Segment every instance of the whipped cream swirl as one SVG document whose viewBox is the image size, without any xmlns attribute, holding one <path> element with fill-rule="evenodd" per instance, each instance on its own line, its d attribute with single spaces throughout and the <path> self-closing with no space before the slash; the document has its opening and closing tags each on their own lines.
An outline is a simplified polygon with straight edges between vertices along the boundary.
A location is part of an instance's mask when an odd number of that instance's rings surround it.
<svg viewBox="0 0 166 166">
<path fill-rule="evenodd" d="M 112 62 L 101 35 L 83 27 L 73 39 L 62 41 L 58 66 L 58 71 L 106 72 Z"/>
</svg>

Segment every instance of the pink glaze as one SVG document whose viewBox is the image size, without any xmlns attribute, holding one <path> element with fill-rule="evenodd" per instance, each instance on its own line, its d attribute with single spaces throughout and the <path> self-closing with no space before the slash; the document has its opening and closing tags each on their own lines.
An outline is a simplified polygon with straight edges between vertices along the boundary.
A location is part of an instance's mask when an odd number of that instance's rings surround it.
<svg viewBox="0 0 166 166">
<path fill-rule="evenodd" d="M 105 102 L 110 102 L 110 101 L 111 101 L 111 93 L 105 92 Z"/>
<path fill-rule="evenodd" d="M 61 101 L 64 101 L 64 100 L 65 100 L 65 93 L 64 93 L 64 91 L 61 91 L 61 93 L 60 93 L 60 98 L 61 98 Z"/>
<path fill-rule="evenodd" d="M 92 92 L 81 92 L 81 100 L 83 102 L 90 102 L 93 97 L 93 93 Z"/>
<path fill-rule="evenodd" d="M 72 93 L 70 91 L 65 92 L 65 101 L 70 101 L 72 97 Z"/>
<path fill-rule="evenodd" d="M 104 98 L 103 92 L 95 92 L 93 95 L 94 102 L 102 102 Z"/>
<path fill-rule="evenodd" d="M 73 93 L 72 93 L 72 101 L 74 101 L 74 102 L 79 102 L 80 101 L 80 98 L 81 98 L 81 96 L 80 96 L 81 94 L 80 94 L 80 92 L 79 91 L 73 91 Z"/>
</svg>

....

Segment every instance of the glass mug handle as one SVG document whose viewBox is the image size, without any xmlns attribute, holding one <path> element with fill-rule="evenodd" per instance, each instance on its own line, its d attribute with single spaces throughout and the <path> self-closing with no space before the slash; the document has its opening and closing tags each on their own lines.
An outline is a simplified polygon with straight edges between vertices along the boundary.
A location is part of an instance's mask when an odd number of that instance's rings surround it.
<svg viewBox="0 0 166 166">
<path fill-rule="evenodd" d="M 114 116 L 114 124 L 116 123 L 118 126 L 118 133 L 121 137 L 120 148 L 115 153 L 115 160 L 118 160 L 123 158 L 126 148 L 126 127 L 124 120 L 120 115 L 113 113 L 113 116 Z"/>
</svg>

....

- [Brief]: Return the rows word for word, starting at the line containing "Segment every instance of the pink" and running through the line containing "104 98 L 103", with both of those lines included.

- [Completed task]:
Segment every instance of the pink glaze as one SVG document whose viewBox is the image size, without any xmlns attribute, holding one <path> element with fill-rule="evenodd" per instance, each instance on its own line, its d attribute with single spaces throughout and the <path> self-closing with no space before the slash; the document has its opening and closing tags each on their own lines.
An outline is a simplified polygon with straight edges between vertices along the boundary.
A location is part of an instance's mask when an odd number of that instance's rings surround it.
<svg viewBox="0 0 166 166">
<path fill-rule="evenodd" d="M 105 102 L 110 102 L 110 101 L 111 101 L 111 93 L 105 92 Z"/>
<path fill-rule="evenodd" d="M 61 101 L 64 101 L 64 100 L 65 100 L 65 93 L 64 93 L 64 91 L 61 91 L 61 93 L 60 93 L 60 98 L 61 98 Z"/>
<path fill-rule="evenodd" d="M 92 92 L 81 92 L 81 100 L 83 102 L 90 102 L 93 97 L 93 93 Z"/>
<path fill-rule="evenodd" d="M 72 93 L 70 91 L 65 92 L 65 101 L 70 101 L 72 97 Z"/>
<path fill-rule="evenodd" d="M 104 98 L 103 92 L 95 92 L 93 95 L 94 102 L 102 102 Z"/>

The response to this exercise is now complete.